### Records of labeled points
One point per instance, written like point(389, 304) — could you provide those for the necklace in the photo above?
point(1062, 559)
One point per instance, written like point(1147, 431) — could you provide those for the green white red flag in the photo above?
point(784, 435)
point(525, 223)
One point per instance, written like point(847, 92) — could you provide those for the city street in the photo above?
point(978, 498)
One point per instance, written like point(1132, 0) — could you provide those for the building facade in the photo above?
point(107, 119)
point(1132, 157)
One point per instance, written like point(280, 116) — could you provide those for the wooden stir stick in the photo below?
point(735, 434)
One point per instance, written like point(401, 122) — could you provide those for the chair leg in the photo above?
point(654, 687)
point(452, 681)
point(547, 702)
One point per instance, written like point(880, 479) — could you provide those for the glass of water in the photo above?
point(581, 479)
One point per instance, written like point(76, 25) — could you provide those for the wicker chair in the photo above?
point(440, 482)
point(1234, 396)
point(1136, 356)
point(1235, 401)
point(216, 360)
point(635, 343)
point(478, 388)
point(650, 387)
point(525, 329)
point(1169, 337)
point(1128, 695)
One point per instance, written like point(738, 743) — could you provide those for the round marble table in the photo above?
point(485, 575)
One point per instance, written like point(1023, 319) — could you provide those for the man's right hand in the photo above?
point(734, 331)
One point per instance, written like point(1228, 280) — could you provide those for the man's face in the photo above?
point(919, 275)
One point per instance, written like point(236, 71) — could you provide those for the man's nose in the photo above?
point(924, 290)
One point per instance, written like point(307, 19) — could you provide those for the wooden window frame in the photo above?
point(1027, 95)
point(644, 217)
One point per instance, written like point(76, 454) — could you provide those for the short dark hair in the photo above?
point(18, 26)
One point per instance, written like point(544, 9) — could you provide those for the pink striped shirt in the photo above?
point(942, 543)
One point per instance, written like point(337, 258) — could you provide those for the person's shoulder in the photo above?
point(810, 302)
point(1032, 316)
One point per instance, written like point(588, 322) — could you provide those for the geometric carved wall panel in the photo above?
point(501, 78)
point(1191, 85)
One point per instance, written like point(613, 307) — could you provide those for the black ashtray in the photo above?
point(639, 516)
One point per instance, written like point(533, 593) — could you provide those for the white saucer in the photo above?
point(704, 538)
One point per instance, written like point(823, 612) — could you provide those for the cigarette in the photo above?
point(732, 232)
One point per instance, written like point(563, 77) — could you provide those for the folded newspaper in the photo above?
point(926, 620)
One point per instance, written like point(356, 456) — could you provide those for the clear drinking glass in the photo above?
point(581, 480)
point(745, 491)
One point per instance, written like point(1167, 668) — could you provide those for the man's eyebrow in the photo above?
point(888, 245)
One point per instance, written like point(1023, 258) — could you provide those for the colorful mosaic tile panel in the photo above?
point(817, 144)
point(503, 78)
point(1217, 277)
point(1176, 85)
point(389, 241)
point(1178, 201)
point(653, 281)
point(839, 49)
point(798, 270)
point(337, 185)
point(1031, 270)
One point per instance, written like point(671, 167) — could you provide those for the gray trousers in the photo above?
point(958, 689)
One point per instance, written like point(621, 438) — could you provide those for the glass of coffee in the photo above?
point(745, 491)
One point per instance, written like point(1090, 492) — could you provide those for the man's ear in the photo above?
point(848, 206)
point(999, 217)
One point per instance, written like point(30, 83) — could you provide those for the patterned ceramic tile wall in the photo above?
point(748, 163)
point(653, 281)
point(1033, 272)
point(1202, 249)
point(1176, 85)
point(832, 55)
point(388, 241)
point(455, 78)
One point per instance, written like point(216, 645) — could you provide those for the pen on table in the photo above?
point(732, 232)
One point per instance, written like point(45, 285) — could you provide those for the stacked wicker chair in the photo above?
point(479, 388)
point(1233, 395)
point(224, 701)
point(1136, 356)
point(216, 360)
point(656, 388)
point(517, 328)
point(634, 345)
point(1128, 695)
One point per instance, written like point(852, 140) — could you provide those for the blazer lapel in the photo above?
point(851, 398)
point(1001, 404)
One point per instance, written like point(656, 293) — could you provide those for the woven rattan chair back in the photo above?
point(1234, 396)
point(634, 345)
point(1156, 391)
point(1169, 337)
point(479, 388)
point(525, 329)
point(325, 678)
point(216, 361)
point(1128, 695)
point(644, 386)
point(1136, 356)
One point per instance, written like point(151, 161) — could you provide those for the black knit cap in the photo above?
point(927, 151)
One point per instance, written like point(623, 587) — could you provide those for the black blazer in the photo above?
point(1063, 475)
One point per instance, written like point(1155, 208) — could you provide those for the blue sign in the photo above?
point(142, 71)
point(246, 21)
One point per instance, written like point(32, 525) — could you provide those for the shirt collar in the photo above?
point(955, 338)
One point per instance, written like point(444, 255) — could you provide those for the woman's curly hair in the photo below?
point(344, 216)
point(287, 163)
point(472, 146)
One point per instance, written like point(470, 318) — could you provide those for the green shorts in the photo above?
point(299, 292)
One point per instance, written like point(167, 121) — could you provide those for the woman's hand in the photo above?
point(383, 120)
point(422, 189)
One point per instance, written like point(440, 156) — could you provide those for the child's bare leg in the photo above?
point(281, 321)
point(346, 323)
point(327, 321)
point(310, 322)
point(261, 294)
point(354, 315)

### Task instructions
Rewrite the lines of the data above as a Markdown table with the columns Row and Line, numbering each row and skipping blank lines.

### Right answer
| Row | Line |
|---|---|
| 1 | One point per instance, written like point(389, 304) — could you provide those for the necklace in the photo above? |
| 2 | point(1062, 559) |
| 3 | One point per instance, written like point(1147, 431) — could you provide those for the green white red flag in the photo above? |
| 4 | point(784, 435) |
| 5 | point(525, 223) |
| 6 | One point per instance, written like point(847, 92) — could you provide those for the city street in the photo above? |
| 7 | point(978, 498) |
| 8 | One point per instance, written like point(1132, 0) — could you provide those for the building facade in the photo above? |
| 9 | point(107, 119) |
| 10 | point(1132, 157) |
| 11 | One point per instance, written like point(280, 116) — could you provide those for the wooden stir stick in the photo below? |
| 12 | point(735, 434) |
| 13 | One point per instance, written like point(401, 122) — could you provide those for the chair leg in the photo above? |
| 14 | point(654, 687) |
| 15 | point(452, 681) |
| 16 | point(547, 702) |
| 17 | One point per instance, written like point(880, 479) — could you provide those for the glass of water in the photo above? |
| 18 | point(581, 479) |
| 19 | One point per instance, written like point(76, 25) — could you provide those for the wicker chair in the photo above? |
| 20 | point(440, 482) |
| 21 | point(1234, 396) |
| 22 | point(1136, 356) |
| 23 | point(1235, 401) |
| 24 | point(216, 360) |
| 25 | point(635, 343) |
| 26 | point(478, 388) |
| 27 | point(650, 387) |
| 28 | point(525, 329) |
| 29 | point(1169, 337) |
| 30 | point(1128, 695) |
| 31 | One point per instance, written like point(738, 743) — could you provide those for the round marble table in the photo above? |
| 32 | point(485, 575) |
| 33 | One point per instance, written like point(1023, 319) — could you provide those for the man's right hand in the photo above? |
| 34 | point(734, 331) |
| 35 | One point per instance, written like point(1228, 280) — could you provide those for the man's face in the photo above? |
| 36 | point(919, 275) |
| 37 | One point per instance, written like point(236, 71) — could you provide those for the man's nose in the photo above? |
| 38 | point(924, 290) |
| 39 | One point per instance, written like point(307, 19) — could you provide those for the wooden window frame in the photo above? |
| 40 | point(1027, 95) |
| 41 | point(644, 217) |
| 42 | One point per instance, written like point(76, 454) — could you provide those for the short dark hair in the photo above? |
| 43 | point(18, 26) |
| 44 | One point per instance, written like point(544, 9) — could you provide those for the pink striped shirt in the photo above? |
| 45 | point(942, 543) |
| 46 | One point per instance, written like point(337, 258) — could you provide those for the person's shoulder in the photo above? |
| 47 | point(810, 302) |
| 48 | point(1032, 316) |
| 49 | One point per instance, written like point(588, 322) — could you provide those for the geometric carved wall panel in the photo above? |
| 50 | point(501, 78) |
| 51 | point(1191, 85) |
| 52 | One point per instance, written like point(613, 307) — could you provide those for the black ashtray in the photo above? |
| 53 | point(639, 516) |
| 54 | One point per instance, written like point(533, 593) — could you provide those for the white saucer in the photo above? |
| 55 | point(704, 538) |
| 56 | One point per instance, written like point(823, 612) — could you provide those for the cigarette in the photo above? |
| 57 | point(732, 232) |
| 58 | One point per instance, written like point(563, 77) — could you provide those for the folded newspaper in the photo above? |
| 59 | point(926, 620) |
| 60 | One point per instance, written like point(356, 456) — could you provide those for the clear drinking glass in the photo above? |
| 61 | point(581, 480) |
| 62 | point(745, 491) |
| 63 | One point per instance, written like point(1167, 668) — could you provide those for the man's eyebrow in the photo above? |
| 64 | point(888, 245) |
| 65 | One point per instance, written like point(1023, 258) — could you provide those for the colorful mosaic tile panel in the photo above? |
| 66 | point(817, 144) |
| 67 | point(503, 78) |
| 68 | point(1217, 277) |
| 69 | point(1176, 85) |
| 70 | point(389, 241) |
| 71 | point(1178, 201) |
| 72 | point(653, 281) |
| 73 | point(839, 49) |
| 74 | point(798, 270) |
| 75 | point(337, 185) |
| 76 | point(1031, 270) |
| 77 | One point per instance, written like point(671, 167) — could you provide those for the gray trousers in the photo above? |
| 78 | point(958, 689) |
| 79 | One point per instance, written like point(621, 438) — could you provide those for the glass of coffee in the photo above? |
| 80 | point(745, 491) |
| 81 | One point per instance, written like point(1090, 492) — could you provide those for the man's ear in the photo above? |
| 82 | point(848, 206) |
| 83 | point(999, 217) |
| 84 | One point per instance, written like point(30, 83) — could you provide those for the patterned ceramic tile wall in the photo above? |
| 85 | point(748, 163) |
| 86 | point(653, 281) |
| 87 | point(1033, 272) |
| 88 | point(1202, 249) |
| 89 | point(1176, 85) |
| 90 | point(832, 55) |
| 91 | point(388, 241) |
| 92 | point(455, 78) |
| 93 | One point per instance, written like point(216, 645) — could you provide those for the pen on table in the photo above? |
| 94 | point(732, 232) |
| 95 | One point per instance, written like point(45, 285) — could you provide those for the stacked wicker chair in the photo above? |
| 96 | point(479, 388) |
| 97 | point(1233, 395) |
| 98 | point(224, 701) |
| 99 | point(1136, 356) |
| 100 | point(216, 360) |
| 101 | point(656, 388) |
| 102 | point(517, 328) |
| 103 | point(634, 345) |
| 104 | point(1128, 695) |
| 105 | One point per instance, written like point(852, 140) — could you provide those for the blazer lapel in the photo above? |
| 106 | point(851, 398) |
| 107 | point(1001, 404) |
| 108 | One point per instance, written like point(656, 293) — could you provide those for the woven rattan chair back in the photo above? |
| 109 | point(1234, 396) |
| 110 | point(634, 345) |
| 111 | point(1156, 391) |
| 112 | point(1169, 337) |
| 113 | point(479, 388) |
| 114 | point(525, 329) |
| 115 | point(325, 678) |
| 116 | point(216, 361) |
| 117 | point(1128, 695) |
| 118 | point(644, 386) |
| 119 | point(1136, 356) |
| 120 | One point per instance, written like point(151, 161) — could you provide those for the black knit cap in the photo above? |
| 121 | point(927, 151) |
| 122 | One point per instance, written like point(623, 587) — could you provide those for the black blazer in the photo above? |
| 123 | point(1063, 475) |
| 124 | One point per instance, written like point(1155, 208) — could you provide those for the blue sign in the photo above? |
| 125 | point(142, 71) |
| 126 | point(246, 21) |
| 127 | One point per instance, written like point(32, 525) — could you provide those for the shirt collar in the photo above? |
| 128 | point(955, 338) |
| 129 | One point per instance, written like point(444, 255) — could you provide those for the woman's curly hair in the photo below? |
| 130 | point(344, 216) |
| 131 | point(287, 163) |
| 132 | point(472, 146) |
| 133 | One point per instance, written like point(470, 318) — could you provide those for the green shorts in the photo above? |
| 134 | point(299, 292) |
| 135 | One point per instance, written like point(167, 121) — could you provide those for the woman's hand in the photo above? |
| 136 | point(383, 120) |
| 137 | point(422, 189) |
| 138 | One point per instance, written like point(440, 156) — could you provide those for the child's bare leg in the photo above? |
| 139 | point(281, 321) |
| 140 | point(346, 323) |
| 141 | point(327, 321) |
| 142 | point(310, 322) |
| 143 | point(261, 294) |
| 144 | point(354, 315) |